Brief
Reproduce the following data word for word, keeping every line unchanged.

Exercise input
★ ★ ★ ★ ★

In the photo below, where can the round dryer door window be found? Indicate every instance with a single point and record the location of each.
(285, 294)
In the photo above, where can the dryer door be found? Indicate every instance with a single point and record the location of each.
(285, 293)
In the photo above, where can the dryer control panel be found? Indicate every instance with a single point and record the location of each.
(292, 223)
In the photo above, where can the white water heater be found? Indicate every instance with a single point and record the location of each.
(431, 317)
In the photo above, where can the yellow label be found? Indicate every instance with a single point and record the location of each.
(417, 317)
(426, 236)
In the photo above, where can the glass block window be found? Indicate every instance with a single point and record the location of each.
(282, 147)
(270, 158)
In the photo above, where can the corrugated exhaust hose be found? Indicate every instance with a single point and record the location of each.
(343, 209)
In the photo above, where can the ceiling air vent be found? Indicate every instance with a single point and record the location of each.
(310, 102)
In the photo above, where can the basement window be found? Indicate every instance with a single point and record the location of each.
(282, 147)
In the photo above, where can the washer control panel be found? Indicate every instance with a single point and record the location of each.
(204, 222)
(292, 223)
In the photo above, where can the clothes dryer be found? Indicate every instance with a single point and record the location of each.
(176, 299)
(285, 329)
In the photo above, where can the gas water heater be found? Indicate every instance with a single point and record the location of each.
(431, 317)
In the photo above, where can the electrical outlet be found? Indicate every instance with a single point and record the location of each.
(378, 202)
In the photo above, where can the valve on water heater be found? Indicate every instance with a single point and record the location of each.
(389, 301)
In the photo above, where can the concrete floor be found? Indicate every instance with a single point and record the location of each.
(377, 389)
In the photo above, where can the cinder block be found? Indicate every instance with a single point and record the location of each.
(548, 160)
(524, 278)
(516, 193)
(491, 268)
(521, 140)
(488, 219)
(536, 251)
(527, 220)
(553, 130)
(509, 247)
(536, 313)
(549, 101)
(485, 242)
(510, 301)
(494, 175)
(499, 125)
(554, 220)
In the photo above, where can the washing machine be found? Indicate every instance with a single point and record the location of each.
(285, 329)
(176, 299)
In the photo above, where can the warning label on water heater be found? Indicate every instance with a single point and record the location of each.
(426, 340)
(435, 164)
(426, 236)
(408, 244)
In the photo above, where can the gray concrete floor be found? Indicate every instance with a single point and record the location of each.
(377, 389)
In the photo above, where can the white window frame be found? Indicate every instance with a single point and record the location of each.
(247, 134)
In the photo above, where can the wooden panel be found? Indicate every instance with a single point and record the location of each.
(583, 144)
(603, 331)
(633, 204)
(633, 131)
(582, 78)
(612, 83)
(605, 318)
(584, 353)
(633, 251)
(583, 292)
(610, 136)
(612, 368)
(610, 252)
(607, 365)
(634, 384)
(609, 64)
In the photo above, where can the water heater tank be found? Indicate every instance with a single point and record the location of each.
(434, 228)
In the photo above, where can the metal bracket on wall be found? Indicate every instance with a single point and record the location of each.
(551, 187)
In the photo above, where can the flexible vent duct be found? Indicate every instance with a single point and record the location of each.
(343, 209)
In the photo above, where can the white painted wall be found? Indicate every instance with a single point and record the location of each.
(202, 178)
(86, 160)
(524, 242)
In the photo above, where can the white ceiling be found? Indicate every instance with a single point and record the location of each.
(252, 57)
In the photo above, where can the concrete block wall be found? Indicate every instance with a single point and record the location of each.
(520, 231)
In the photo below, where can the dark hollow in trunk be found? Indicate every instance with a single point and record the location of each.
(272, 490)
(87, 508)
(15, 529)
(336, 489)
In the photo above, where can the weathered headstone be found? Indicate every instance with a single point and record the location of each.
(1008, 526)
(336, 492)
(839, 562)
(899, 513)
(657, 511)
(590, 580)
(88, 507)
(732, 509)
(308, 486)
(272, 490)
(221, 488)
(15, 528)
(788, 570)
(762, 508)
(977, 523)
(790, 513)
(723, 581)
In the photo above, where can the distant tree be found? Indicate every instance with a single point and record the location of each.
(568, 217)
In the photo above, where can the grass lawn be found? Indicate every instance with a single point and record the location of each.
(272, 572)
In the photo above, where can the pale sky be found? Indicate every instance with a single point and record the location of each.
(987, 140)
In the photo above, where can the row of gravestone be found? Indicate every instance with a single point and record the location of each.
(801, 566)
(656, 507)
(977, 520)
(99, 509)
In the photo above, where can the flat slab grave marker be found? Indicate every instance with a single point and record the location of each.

★ ★ ★ ★ ★

Answer to the problem
In the photo below, where can the round dryer door window be found? Indicate every instance with a single point and record the location of each.
(285, 294)
In the photo above, where can the dryer door be found? Indicate every instance with a single point and record the location of each.
(285, 293)
In the photo above, where can the dryer control panel be found? Indicate every instance with a single point and record the location of each.
(292, 223)
In the photo above, where can the white water heater be found? Indicate every instance with a single point and record the location of each.
(431, 317)
In the photo above, where can the yellow label be found? Indicate every instance with a single point and record the location of each.
(417, 317)
(426, 236)
In the photo above, where can the glass block window be found? Indicate every instance with a single point and record the location of each.
(282, 147)
(270, 158)
In the photo above, where can the corrugated exhaust hose be found? Indicate every instance with a single point and record the location of each.
(343, 209)
In the photo above, where can the ceiling air vent be found? Indicate every instance with a single point and record the location of each.
(310, 102)
In the photo above, where can the basement window be found? Indicate every instance with a single point and record the location of each.
(282, 147)
In the photo above, where can the washer control panel be found? Indicate every instance with a single point and record the location of each.
(204, 222)
(292, 223)
In the photo above, where can the clothes dryer be found? Indicate every instance with a single point and record the location of each.
(176, 299)
(285, 329)
In the photo above, where can the gas water heater be found? Indicate every instance with a single point and record the location of each.
(431, 317)
In the photo above, where can the electrical outlet be found? Indicate every instance with a single point and record the location of each.
(378, 202)
In the photo above, where can the valve on water heater be found? Indicate every instance with a single point and record the location of each.
(389, 301)
In the photo above, where can the concrete floor be found? Indicate every instance with a single point and record the location of each.
(377, 389)
In the photo above, where can the cinder block be found? Indicate every instance with a single point and record the location of each.
(548, 160)
(524, 278)
(516, 193)
(491, 268)
(521, 140)
(488, 219)
(536, 251)
(527, 220)
(553, 130)
(509, 247)
(536, 313)
(549, 101)
(485, 242)
(510, 301)
(494, 175)
(499, 125)
(554, 220)
In the photo above, where can the washing machine be found? Indicate every instance with a single point and record the location of each.
(285, 329)
(176, 299)
In the photo above, where can the warning label on water heater be found? Indicate every instance with a single point and record the location of each.
(426, 340)
(435, 164)
(426, 236)
(408, 244)
In the photo above, where can the gray concrete floor be found? Indicate every instance with a single point and record the location of each.
(377, 389)
In the photo above, where can the white window frame be found? Indicate every instance with a single point and record the location of each.
(247, 134)
In the photo above, where can the wooden panel be found? Indicate every instance with a single point and record the location of each.
(583, 144)
(603, 331)
(633, 204)
(633, 131)
(582, 78)
(612, 83)
(605, 318)
(584, 353)
(633, 251)
(583, 292)
(610, 136)
(612, 368)
(610, 252)
(607, 365)
(634, 384)
(609, 64)
In the photo above, where can the water heater tank be found? Indicate every instance with a single point and record the location of each.
(434, 228)
In the photo above, where can the metal bracket on wall be found? Indicate every instance with a single point and record the location of each.
(551, 187)
In the photo above, where can the flexible vent duct be found? Indicate every instance with a single point and record the location of each.
(343, 209)
In the photo above, where can the white painted wall be found? Indicate every instance with a single point and record the location of each.
(202, 178)
(86, 160)
(524, 242)
In the photo above, where can the white ceiling be found? Indicate every instance with a single point and record the location of each.
(252, 57)
In the photo above, where can the concrete block wall be found? Indicate every instance with a single point and record the location of each.
(520, 231)
In the photo below, where can the dark hollow in trunk be found? Indicate every instance with a single point and record the location of each.
(272, 490)
(87, 508)
(15, 529)
(336, 489)
In the photo above, where can the weathered headstone be found? Indicate every instance with a single point and record the location of each.
(1008, 526)
(336, 492)
(839, 562)
(899, 513)
(657, 511)
(590, 580)
(88, 507)
(732, 509)
(308, 486)
(272, 490)
(221, 488)
(15, 528)
(788, 570)
(762, 508)
(977, 523)
(790, 513)
(723, 581)
In the photo above, where can the distant tree be found? Indicate every instance with a single point and record the location of each.
(568, 217)
In the photo above, where can the grass lawn be found? Indicate every instance with a single point and record the location of each.
(272, 572)
In the photo above, where can the pale sky be found? Indicate every instance with a single point and record the location of each.
(987, 140)
In the photo above, where can the row of gravestone be found? Indicate every instance with a single point and record the location of each.
(801, 566)
(656, 507)
(977, 520)
(99, 509)
In the photo above, where can the flat slab grave marker be found? Indicate every instance with a single point and record the location of each.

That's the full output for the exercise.